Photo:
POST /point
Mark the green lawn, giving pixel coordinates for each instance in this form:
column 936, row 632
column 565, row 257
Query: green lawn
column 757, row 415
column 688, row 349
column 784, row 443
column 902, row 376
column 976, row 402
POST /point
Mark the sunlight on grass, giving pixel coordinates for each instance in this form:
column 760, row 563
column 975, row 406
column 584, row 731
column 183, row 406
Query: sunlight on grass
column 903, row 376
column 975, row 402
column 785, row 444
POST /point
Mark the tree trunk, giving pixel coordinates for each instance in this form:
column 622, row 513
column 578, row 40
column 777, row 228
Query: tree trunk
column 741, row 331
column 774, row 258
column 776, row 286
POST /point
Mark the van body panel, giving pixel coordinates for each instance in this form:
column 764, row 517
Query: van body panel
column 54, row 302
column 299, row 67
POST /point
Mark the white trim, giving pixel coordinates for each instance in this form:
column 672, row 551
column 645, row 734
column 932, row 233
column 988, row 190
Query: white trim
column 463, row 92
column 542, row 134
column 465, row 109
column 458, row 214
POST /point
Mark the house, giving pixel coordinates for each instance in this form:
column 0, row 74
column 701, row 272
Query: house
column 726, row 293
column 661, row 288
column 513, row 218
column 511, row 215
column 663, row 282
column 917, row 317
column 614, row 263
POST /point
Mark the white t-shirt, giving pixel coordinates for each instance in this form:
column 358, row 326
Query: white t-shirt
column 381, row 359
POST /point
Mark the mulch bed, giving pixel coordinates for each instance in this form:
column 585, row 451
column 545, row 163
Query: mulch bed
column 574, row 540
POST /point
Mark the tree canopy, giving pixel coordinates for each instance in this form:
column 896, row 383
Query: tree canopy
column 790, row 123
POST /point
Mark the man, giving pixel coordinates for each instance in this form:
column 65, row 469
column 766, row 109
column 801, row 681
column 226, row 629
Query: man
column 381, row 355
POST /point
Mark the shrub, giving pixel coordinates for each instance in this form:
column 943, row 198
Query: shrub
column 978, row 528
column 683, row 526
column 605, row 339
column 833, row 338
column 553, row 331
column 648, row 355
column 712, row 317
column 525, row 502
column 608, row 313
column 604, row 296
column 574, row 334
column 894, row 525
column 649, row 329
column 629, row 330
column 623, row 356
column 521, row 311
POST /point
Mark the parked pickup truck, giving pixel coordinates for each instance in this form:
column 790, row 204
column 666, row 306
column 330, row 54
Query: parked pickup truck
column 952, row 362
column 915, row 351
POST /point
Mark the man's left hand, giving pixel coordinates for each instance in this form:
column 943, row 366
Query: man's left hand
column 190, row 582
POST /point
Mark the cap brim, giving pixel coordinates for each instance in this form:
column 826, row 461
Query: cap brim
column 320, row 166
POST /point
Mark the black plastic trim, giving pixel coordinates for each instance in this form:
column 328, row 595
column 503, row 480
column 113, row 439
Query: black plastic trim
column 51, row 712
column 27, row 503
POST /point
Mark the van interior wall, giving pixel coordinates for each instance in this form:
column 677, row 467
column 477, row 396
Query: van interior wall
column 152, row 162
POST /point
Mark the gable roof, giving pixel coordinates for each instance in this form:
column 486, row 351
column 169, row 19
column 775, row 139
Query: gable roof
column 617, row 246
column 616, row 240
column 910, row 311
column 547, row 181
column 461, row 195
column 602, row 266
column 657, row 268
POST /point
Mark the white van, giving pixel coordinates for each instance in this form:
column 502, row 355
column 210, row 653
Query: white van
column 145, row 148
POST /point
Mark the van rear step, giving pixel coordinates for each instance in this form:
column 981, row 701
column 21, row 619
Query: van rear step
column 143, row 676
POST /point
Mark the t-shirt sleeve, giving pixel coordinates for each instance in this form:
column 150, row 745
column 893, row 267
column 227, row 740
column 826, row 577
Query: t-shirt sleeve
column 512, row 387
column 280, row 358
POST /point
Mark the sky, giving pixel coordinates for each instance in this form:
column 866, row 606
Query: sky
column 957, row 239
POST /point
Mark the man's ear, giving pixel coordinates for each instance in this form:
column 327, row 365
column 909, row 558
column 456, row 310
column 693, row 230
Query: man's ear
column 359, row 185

○ ○ ○

_WORK ITEM_
Produce a word-for-word copy of everything above from the line holding "Mark the shrub, giving" down to the line holding "column 943, row 198", with both of those lines kept.

_COMPLETED EXERCISE_
Mark the shrub, giving pixel coordinates for each instance in this form:
column 943, row 198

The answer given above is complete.